Problem
State how many lines in the rows below contain the string "panel". Treat uppercase and lowercase as different, and reply with the number alone.

====

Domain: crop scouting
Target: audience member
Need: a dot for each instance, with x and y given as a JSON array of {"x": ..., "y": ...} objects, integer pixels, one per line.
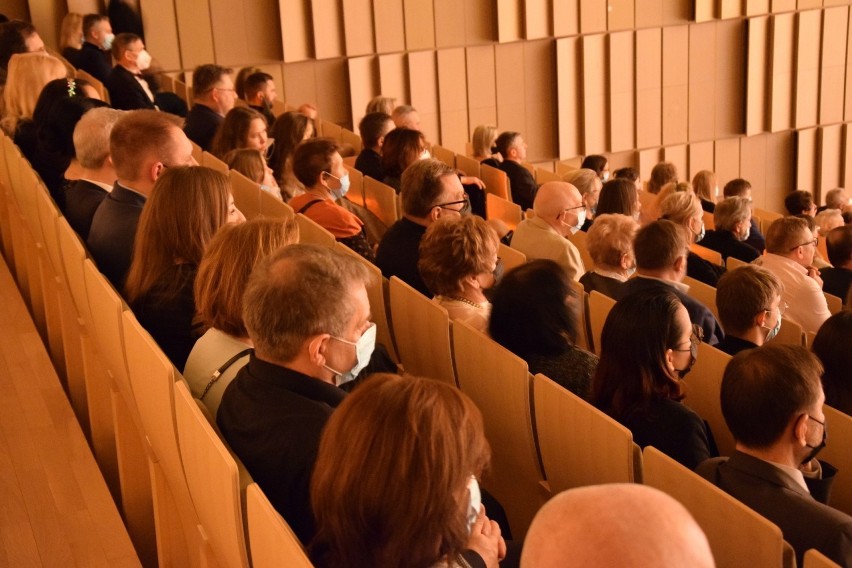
[
  {"x": 662, "y": 174},
  {"x": 319, "y": 168},
  {"x": 375, "y": 509},
  {"x": 790, "y": 248},
  {"x": 773, "y": 470},
  {"x": 458, "y": 262},
  {"x": 260, "y": 93},
  {"x": 97, "y": 174},
  {"x": 94, "y": 57},
  {"x": 661, "y": 249},
  {"x": 732, "y": 219},
  {"x": 186, "y": 207},
  {"x": 619, "y": 196},
  {"x": 406, "y": 116},
  {"x": 225, "y": 347},
  {"x": 750, "y": 308},
  {"x": 242, "y": 128},
  {"x": 288, "y": 131},
  {"x": 430, "y": 190},
  {"x": 602, "y": 526},
  {"x": 559, "y": 211},
  {"x": 401, "y": 148},
  {"x": 142, "y": 145},
  {"x": 308, "y": 316},
  {"x": 610, "y": 244},
  {"x": 705, "y": 187},
  {"x": 684, "y": 208},
  {"x": 214, "y": 96},
  {"x": 837, "y": 280},
  {"x": 648, "y": 345},
  {"x": 373, "y": 129},
  {"x": 535, "y": 316},
  {"x": 128, "y": 88},
  {"x": 513, "y": 149}
]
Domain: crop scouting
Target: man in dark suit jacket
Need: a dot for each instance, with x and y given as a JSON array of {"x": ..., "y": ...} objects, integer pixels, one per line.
[
  {"x": 661, "y": 250},
  {"x": 128, "y": 90},
  {"x": 142, "y": 144},
  {"x": 512, "y": 147},
  {"x": 774, "y": 470}
]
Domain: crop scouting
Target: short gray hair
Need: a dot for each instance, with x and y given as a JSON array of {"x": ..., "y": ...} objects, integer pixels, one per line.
[
  {"x": 298, "y": 292},
  {"x": 731, "y": 211},
  {"x": 91, "y": 136}
]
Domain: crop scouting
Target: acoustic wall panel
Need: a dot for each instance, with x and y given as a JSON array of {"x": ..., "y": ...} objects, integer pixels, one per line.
[
  {"x": 594, "y": 94},
  {"x": 568, "y": 90},
  {"x": 807, "y": 68},
  {"x": 833, "y": 65},
  {"x": 423, "y": 79},
  {"x": 358, "y": 27},
  {"x": 781, "y": 82},
  {"x": 702, "y": 81},
  {"x": 757, "y": 75},
  {"x": 419, "y": 24},
  {"x": 452, "y": 98},
  {"x": 389, "y": 23},
  {"x": 649, "y": 93},
  {"x": 482, "y": 86},
  {"x": 622, "y": 92}
]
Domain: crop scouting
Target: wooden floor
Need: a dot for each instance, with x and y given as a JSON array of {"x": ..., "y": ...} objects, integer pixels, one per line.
[{"x": 55, "y": 509}]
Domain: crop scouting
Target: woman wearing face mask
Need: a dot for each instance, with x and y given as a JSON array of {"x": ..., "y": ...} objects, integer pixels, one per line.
[
  {"x": 458, "y": 262},
  {"x": 317, "y": 164},
  {"x": 395, "y": 482},
  {"x": 535, "y": 317},
  {"x": 684, "y": 208},
  {"x": 648, "y": 345},
  {"x": 610, "y": 244}
]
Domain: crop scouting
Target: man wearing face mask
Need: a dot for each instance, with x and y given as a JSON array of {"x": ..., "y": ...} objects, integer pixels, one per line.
[
  {"x": 774, "y": 470},
  {"x": 307, "y": 313},
  {"x": 318, "y": 166},
  {"x": 750, "y": 308},
  {"x": 128, "y": 89},
  {"x": 559, "y": 211},
  {"x": 94, "y": 56}
]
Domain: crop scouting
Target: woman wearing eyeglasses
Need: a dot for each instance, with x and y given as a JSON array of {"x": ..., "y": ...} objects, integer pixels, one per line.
[{"x": 648, "y": 345}]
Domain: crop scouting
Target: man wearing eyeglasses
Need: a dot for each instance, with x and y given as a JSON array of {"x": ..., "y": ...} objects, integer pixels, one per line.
[
  {"x": 790, "y": 248},
  {"x": 774, "y": 469},
  {"x": 214, "y": 95}
]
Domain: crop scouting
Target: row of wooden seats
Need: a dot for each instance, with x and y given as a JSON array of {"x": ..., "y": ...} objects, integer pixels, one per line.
[{"x": 179, "y": 488}]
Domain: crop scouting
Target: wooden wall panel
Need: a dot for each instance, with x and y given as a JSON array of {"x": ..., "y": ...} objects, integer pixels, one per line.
[
  {"x": 833, "y": 64},
  {"x": 781, "y": 85},
  {"x": 482, "y": 86},
  {"x": 649, "y": 93},
  {"x": 569, "y": 110},
  {"x": 730, "y": 82},
  {"x": 423, "y": 81},
  {"x": 622, "y": 92},
  {"x": 593, "y": 15},
  {"x": 358, "y": 27},
  {"x": 419, "y": 24},
  {"x": 389, "y": 23},
  {"x": 806, "y": 159},
  {"x": 566, "y": 17},
  {"x": 702, "y": 81},
  {"x": 594, "y": 94},
  {"x": 807, "y": 68},
  {"x": 757, "y": 75},
  {"x": 830, "y": 160},
  {"x": 452, "y": 98}
]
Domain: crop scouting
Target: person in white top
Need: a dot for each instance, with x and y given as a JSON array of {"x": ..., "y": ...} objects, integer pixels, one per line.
[{"x": 790, "y": 248}]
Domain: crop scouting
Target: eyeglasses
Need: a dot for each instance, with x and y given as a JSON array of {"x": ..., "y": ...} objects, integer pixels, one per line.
[{"x": 814, "y": 242}]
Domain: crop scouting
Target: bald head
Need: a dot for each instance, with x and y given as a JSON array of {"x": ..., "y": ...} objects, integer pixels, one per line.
[{"x": 615, "y": 525}]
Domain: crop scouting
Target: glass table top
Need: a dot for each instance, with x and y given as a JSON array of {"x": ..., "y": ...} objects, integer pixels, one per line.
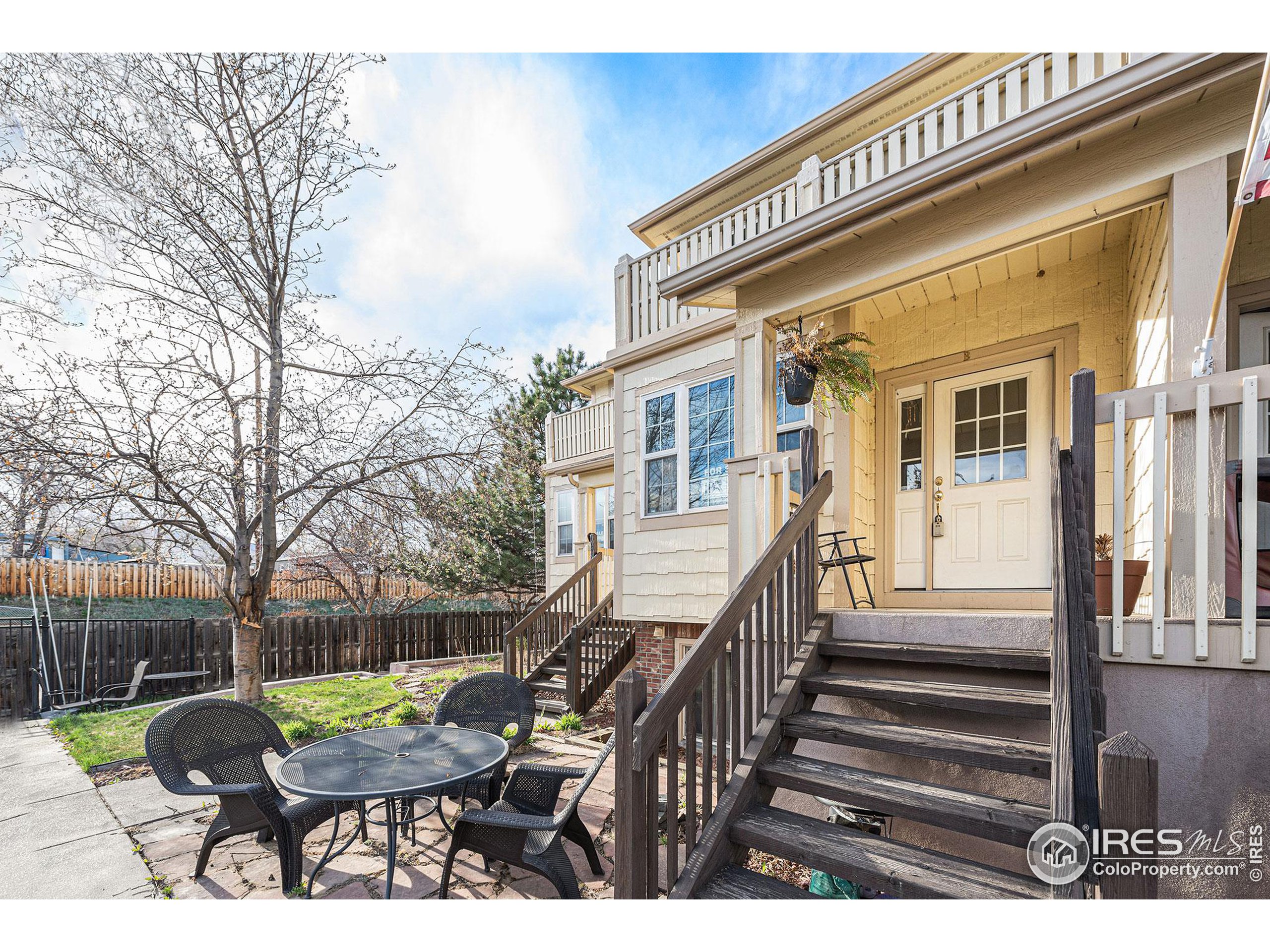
[{"x": 389, "y": 762}]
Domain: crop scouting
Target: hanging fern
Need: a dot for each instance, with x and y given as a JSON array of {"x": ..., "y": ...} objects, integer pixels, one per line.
[{"x": 844, "y": 372}]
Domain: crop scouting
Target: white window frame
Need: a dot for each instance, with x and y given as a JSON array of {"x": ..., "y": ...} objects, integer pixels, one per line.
[
  {"x": 573, "y": 522},
  {"x": 681, "y": 446}
]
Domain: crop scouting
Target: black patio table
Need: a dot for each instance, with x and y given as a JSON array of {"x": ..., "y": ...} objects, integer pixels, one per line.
[{"x": 390, "y": 765}]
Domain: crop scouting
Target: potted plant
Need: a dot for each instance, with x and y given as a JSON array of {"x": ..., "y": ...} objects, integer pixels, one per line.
[
  {"x": 1135, "y": 574},
  {"x": 831, "y": 370}
]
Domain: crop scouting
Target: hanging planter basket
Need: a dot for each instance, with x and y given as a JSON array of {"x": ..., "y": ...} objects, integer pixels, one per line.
[{"x": 799, "y": 384}]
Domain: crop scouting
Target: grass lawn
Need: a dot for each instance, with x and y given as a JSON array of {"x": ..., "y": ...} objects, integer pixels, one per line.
[
  {"x": 302, "y": 710},
  {"x": 74, "y": 608}
]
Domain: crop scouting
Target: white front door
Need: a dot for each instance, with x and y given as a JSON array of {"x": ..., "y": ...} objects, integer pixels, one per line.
[{"x": 991, "y": 463}]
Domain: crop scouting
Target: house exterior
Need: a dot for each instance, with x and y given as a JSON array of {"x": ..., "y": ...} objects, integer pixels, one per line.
[{"x": 994, "y": 223}]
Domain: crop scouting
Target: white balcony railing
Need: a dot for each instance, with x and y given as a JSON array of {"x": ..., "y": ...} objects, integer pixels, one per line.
[
  {"x": 1017, "y": 88},
  {"x": 1169, "y": 492},
  {"x": 586, "y": 432}
]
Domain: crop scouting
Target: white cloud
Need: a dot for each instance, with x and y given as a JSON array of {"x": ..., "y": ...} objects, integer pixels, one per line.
[{"x": 491, "y": 197}]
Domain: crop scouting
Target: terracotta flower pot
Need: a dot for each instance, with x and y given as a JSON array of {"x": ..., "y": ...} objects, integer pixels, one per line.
[
  {"x": 799, "y": 384},
  {"x": 1135, "y": 574}
]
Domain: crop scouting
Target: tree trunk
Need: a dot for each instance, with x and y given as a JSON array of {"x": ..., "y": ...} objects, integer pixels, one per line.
[{"x": 248, "y": 667}]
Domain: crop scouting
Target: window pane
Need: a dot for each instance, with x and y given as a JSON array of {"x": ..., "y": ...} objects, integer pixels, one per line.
[
  {"x": 1015, "y": 395},
  {"x": 911, "y": 414},
  {"x": 990, "y": 468},
  {"x": 1014, "y": 465},
  {"x": 710, "y": 422},
  {"x": 698, "y": 431},
  {"x": 965, "y": 472},
  {"x": 990, "y": 433},
  {"x": 911, "y": 445},
  {"x": 965, "y": 404},
  {"x": 659, "y": 423},
  {"x": 964, "y": 440},
  {"x": 661, "y": 489},
  {"x": 990, "y": 400},
  {"x": 1014, "y": 429},
  {"x": 911, "y": 476}
]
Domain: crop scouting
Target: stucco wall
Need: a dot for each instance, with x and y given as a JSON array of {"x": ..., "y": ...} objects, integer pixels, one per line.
[
  {"x": 1209, "y": 731},
  {"x": 1087, "y": 291},
  {"x": 670, "y": 573}
]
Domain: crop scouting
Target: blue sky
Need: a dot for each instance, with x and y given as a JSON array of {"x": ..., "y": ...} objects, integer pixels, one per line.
[{"x": 517, "y": 176}]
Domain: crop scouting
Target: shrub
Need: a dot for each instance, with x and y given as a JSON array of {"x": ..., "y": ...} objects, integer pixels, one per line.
[
  {"x": 404, "y": 713},
  {"x": 571, "y": 721},
  {"x": 298, "y": 730}
]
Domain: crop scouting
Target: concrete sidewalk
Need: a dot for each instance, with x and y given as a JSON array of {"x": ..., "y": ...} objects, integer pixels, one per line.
[{"x": 60, "y": 839}]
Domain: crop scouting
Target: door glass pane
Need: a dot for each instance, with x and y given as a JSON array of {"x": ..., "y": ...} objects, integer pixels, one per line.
[
  {"x": 991, "y": 419},
  {"x": 965, "y": 473},
  {"x": 965, "y": 404},
  {"x": 910, "y": 445}
]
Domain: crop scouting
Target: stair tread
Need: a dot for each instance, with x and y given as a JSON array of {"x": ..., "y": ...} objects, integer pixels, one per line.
[
  {"x": 553, "y": 685},
  {"x": 965, "y": 812},
  {"x": 1023, "y": 757},
  {"x": 1013, "y": 658},
  {"x": 1017, "y": 702},
  {"x": 898, "y": 869},
  {"x": 738, "y": 883}
]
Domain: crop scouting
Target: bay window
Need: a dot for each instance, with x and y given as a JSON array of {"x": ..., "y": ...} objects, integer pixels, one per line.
[{"x": 688, "y": 440}]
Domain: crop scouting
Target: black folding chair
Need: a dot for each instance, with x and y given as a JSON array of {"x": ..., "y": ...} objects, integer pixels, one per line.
[{"x": 833, "y": 555}]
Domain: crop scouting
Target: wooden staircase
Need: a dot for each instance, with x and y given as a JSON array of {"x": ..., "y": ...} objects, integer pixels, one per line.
[
  {"x": 571, "y": 647},
  {"x": 886, "y": 724},
  {"x": 967, "y": 751}
]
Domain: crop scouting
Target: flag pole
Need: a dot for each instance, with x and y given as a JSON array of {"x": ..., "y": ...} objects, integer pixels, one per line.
[{"x": 1203, "y": 363}]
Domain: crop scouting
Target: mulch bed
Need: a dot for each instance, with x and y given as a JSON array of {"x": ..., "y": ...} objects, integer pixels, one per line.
[{"x": 783, "y": 870}]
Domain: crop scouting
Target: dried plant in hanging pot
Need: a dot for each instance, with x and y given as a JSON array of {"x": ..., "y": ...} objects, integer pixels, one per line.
[{"x": 833, "y": 371}]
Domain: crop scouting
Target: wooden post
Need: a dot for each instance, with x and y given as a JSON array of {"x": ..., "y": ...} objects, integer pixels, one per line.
[
  {"x": 631, "y": 812},
  {"x": 573, "y": 670},
  {"x": 1082, "y": 441},
  {"x": 1130, "y": 795}
]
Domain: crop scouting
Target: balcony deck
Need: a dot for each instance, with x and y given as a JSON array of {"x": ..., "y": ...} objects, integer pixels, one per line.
[
  {"x": 584, "y": 434},
  {"x": 1000, "y": 98}
]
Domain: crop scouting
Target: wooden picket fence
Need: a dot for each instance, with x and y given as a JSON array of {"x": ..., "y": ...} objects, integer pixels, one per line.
[
  {"x": 294, "y": 647},
  {"x": 69, "y": 579}
]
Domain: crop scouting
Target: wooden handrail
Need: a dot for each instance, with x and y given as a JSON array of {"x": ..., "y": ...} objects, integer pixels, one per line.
[
  {"x": 677, "y": 691},
  {"x": 547, "y": 603}
]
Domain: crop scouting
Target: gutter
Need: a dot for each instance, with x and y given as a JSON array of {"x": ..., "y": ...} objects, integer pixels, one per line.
[{"x": 1076, "y": 111}]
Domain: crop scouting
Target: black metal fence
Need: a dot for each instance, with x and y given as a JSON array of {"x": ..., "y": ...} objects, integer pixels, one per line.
[{"x": 294, "y": 647}]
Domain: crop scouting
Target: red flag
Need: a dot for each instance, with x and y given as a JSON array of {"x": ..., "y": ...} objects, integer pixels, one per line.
[{"x": 1257, "y": 183}]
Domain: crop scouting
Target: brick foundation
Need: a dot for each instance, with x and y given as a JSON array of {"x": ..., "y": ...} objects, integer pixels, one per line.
[{"x": 654, "y": 656}]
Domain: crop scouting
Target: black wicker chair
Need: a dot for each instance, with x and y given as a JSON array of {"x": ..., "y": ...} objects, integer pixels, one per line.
[
  {"x": 521, "y": 828},
  {"x": 489, "y": 702},
  {"x": 225, "y": 742}
]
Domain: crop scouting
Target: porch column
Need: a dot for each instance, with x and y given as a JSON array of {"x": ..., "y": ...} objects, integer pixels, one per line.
[
  {"x": 756, "y": 385},
  {"x": 1198, "y": 216}
]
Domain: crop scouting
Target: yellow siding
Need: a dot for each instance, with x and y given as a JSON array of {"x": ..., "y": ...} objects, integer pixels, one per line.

====

Complete answer
2